ФОРМУЛИРОВКА ЗАДАНИЯ 1:
Воспроизведите без изменений строки из перечня, следующего за фрагментом, начиная со строки, содержащей «the wood mulch», и до последней строки перечня включительно.

ФРАГМЕНТ ДОКУМЕНТА:
--

Фосетт окончил это заведение почти два года спустя, и к тому времени он научился, по выражению его современника, «рассматривать смертельный риск в качестве самой пикантной приправы к жизни». И что еще важнее, его готовили выполнять роль апостола западной цивилизации — шагать все вперед и вперед, обращая мир в христианство и капитализм, преобразуя пастбища в плантации, а хижины — в гостиницы, знакомя живущих в каменном веке с чудесами вроде парового двигателя или локомотива и гарантируя, чтобы над Британской империей никогда не заходило солнце.

--

СОХРАНЁННЫЕ СТРОКИ:
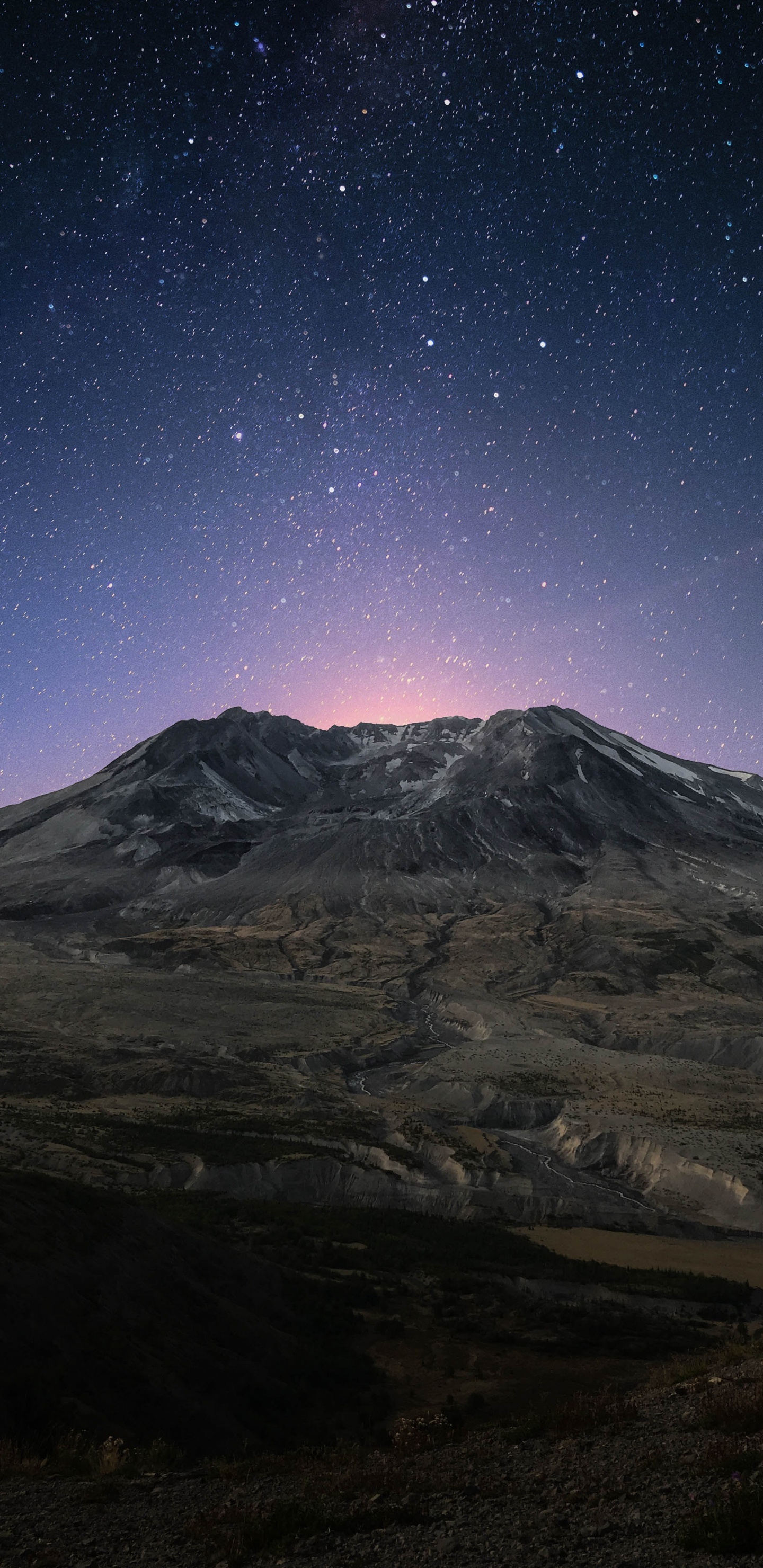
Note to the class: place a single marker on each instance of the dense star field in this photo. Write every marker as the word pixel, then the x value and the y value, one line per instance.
pixel 379 360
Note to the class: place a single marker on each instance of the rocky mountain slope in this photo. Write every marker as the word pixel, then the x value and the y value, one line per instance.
pixel 457 965
pixel 220 817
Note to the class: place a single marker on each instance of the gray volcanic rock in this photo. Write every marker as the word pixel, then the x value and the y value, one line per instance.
pixel 216 819
pixel 398 937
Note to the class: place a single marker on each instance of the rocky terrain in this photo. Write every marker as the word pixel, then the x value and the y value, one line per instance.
pixel 308 1040
pixel 464 966
pixel 658 1477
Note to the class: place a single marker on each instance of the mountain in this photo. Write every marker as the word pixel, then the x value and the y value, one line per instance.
pixel 459 965
pixel 216 819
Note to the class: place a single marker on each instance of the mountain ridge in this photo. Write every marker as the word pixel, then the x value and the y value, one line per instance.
pixel 263 804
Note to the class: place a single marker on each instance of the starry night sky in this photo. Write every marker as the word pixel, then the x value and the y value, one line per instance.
pixel 368 360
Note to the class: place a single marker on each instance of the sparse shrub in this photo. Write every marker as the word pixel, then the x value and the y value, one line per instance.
pixel 415 1433
pixel 237 1531
pixel 20 1459
pixel 729 1459
pixel 611 1407
pixel 588 1412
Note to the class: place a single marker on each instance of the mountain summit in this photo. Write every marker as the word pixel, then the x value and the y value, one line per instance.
pixel 217 817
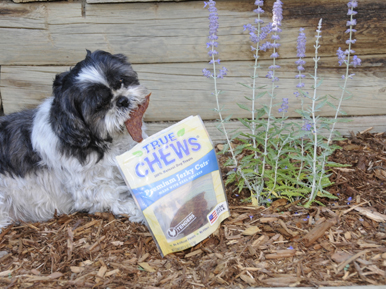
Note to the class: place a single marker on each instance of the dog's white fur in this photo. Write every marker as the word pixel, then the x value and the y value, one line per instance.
pixel 64 184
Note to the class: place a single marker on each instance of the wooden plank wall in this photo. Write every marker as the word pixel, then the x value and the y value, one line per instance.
pixel 165 41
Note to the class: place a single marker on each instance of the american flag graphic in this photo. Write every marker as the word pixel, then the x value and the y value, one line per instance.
pixel 213 217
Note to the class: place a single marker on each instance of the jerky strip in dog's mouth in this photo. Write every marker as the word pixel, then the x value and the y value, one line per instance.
pixel 134 123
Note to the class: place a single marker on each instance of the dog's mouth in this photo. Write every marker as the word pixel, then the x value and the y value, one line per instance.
pixel 134 123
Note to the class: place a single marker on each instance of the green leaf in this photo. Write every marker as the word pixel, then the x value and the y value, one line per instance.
pixel 242 106
pixel 138 153
pixel 181 132
pixel 245 85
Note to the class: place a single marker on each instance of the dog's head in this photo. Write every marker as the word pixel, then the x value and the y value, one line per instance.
pixel 94 99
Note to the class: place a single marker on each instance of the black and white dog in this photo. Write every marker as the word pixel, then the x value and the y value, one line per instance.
pixel 60 156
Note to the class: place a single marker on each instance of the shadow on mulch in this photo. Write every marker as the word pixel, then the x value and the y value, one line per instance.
pixel 341 244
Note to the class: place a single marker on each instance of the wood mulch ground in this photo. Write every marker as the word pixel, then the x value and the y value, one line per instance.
pixel 343 243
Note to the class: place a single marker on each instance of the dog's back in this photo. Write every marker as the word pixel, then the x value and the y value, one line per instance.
pixel 17 157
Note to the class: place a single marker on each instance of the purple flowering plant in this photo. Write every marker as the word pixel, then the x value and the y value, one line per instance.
pixel 270 171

--

ФОРМУЛИРОВКА ЗАДАНИЯ 2:
Изложите содержание фрагмента о Фосетте в двух предложениях.

РЕШЕНИЕ ЗАДАНИЯ 1:
Note to the class: place a single marker on each instance of the wood mulch ground in this photo. Write every marker as the word pixel, then the x value and the y value, one line per instance.
pixel 343 243
Note to the class: place a single marker on each instance of the dog's back in this photo. Write every marker as the word pixel, then the x value and the y value, one line per instance.
pixel 17 157
Note to the class: place a single marker on each instance of the purple flowering plant in this photo. Write every marker as the word pixel, then the x value and the y value, one line per instance.
pixel 270 171

РЕШЕНИЕ ЗАДАНИЯ 2:
Фосетт окончил это заведение почти через два года и к тому времени, по словам современника, научился рассматривать смертельный риск как самую пикантную приправу к жизни. Что еще важнее, его готовили к роли апостола западной цивилизации, который обращает мир в христианство и капитализм, знакомит живущих в каменном веке с чудесами вроде парового двигателя и локомотива и гарантирует, чтобы над Британской империей никогда не заходило солнце.